### Your task
Please quote the material exactly, every line of it.

(Entries taken from a collection)
★ ★ ★
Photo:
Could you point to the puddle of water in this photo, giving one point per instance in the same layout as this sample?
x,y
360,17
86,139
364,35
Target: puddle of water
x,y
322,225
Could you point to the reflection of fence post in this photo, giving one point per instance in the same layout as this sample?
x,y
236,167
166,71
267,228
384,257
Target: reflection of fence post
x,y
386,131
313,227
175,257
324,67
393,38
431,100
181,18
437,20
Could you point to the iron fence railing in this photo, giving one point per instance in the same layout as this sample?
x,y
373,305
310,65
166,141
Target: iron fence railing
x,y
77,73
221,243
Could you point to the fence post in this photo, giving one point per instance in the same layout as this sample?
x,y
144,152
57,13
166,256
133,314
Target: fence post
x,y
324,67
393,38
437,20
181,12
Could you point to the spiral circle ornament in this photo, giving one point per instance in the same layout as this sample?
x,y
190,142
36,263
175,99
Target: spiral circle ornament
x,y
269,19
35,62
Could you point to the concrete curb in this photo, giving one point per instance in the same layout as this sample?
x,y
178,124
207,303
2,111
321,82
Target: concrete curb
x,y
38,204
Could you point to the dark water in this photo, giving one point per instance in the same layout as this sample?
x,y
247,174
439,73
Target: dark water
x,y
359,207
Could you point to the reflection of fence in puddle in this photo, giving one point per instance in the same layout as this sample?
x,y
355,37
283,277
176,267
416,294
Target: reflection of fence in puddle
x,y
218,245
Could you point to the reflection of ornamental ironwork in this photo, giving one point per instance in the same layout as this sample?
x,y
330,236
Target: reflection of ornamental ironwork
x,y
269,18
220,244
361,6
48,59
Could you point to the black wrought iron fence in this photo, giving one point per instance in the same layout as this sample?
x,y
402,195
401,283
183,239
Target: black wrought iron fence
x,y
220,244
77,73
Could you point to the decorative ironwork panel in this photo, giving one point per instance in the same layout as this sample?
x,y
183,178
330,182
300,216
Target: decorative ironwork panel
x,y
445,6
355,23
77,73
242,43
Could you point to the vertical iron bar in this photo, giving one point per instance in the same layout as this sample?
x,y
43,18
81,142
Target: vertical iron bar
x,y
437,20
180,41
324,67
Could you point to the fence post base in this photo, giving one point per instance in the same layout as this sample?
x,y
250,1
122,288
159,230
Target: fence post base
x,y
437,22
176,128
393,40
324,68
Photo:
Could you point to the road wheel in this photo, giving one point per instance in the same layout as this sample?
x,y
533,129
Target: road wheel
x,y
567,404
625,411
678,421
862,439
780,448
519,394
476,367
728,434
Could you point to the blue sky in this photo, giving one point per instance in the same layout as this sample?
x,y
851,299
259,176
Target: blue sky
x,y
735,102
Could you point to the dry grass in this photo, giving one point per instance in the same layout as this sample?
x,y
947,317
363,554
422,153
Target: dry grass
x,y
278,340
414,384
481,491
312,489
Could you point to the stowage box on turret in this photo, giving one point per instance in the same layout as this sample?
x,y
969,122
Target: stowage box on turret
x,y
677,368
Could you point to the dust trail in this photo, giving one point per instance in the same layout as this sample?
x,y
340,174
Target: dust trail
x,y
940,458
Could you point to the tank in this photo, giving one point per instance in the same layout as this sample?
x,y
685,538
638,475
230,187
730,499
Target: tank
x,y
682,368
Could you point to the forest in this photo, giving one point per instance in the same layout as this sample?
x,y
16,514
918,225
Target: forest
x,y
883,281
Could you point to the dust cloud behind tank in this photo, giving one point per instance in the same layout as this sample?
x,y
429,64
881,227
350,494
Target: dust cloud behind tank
★ ★ ★
### Output for this exercise
Photo:
Could you point to the puddle of water in this photo, giving one point per instance in the same layout as this sample?
x,y
360,17
86,139
364,35
Target: puddle of water
x,y
322,225
Could you point to the reflection of fence post in this photo, giving one point per instance in the same layout as this sample?
x,y
236,167
166,71
267,228
384,257
Target: reflection of fence post
x,y
386,131
313,227
175,257
324,67
393,38
431,100
181,18
437,20
Could you point to the iron fence railing in this photo, giving one point per instance in the same layout as this sample?
x,y
373,305
310,65
166,141
Target: iron fence railing
x,y
77,73
221,243
Could you point to the fence post in this photo, giving one point per instance in the same layout as this sample?
x,y
144,152
57,13
166,256
133,314
Target: fence post
x,y
324,67
393,38
437,20
181,12
Could you point to the spiral circle ornament in this photo, giving one point per instance in the same layout as this sample?
x,y
190,142
36,263
175,99
Target: spiral circle ornament
x,y
269,19
35,62
Could you point to the concrete curb in this photo, giving one point per instance in the same layout as this sample?
x,y
178,124
207,303
2,111
321,82
Target: concrete curb
x,y
38,204
Could you point to the dark water in this photo, giving one point per instance in the same layout as this sample?
x,y
247,174
439,73
Target: dark water
x,y
359,207
Could you point to the reflection of fence in puddle in this photo, giving one point per instance in the same layout as this sample?
x,y
355,37
283,277
176,267
416,294
Target: reflection of fence in puddle
x,y
218,245
Could you point to the reflection of ornamental ironwork in this photo, giving one point per instance in the same layout as this sample?
x,y
330,236
Target: reflection of ornamental ironwork
x,y
269,18
220,244
361,6
48,59
Could you point to the black wrought iron fence in this photo, giving one point per instance in the same layout as this sample?
x,y
402,195
401,283
183,239
Target: black wrought iron fence
x,y
220,244
77,73
Could you point to the decorative ironwork panel in this photo, giving one point per instance in the same layout as this sample?
x,y
183,178
330,182
300,216
Target: decorative ironwork panel
x,y
445,6
355,23
77,73
242,43
Could you point to the vertical iron bar in this photo, giving one point per instance in the same layout as this sample?
x,y
43,18
81,142
Target: vertical iron bar
x,y
437,20
180,41
324,67
Could you point to the fence post base in this photo, giving one point per instance in the same layout as this sample?
x,y
250,1
122,288
159,230
Target: fence post base
x,y
437,22
176,128
393,40
324,68
Photo:
Could you point to the road wheel in this photo, giving one point per instance in the same layout as this sample?
x,y
533,129
Target: road wheel
x,y
567,404
625,411
678,421
862,439
780,448
519,394
476,367
728,434
Could you point to the blue sky in this photo, giving one point per instance in the same layout as this sample?
x,y
851,299
259,176
Target: blue sky
x,y
735,102
Could you point to the dry grass in this photo, giving one point per instance in the same layout as this sample?
x,y
947,317
363,554
422,153
Target: dry grass
x,y
278,340
414,384
481,491
312,489
Could you point to the stowage box on turret in this photo, giving one point per instance in the same layout as this sample?
x,y
969,122
Target: stowage box on turret
x,y
677,368
Could you point to the dust trail in this photo, giving one point per instance in the same layout as this sample?
x,y
340,174
Target: dust trail
x,y
940,458
Could you point to the tank in this photo, giving one point per instance in the same layout as this sample?
x,y
685,538
638,475
230,187
730,499
Target: tank
x,y
682,368
Could you point to the forest in this photo, giving one point per instance in the same layout as this sample?
x,y
16,514
918,225
Target: forest
x,y
883,281
Could you point to the dust cloud behind tank in this photo, giving one point per instance in the same layout as this sample?
x,y
429,64
881,227
350,494
Target: dust cloud behind tank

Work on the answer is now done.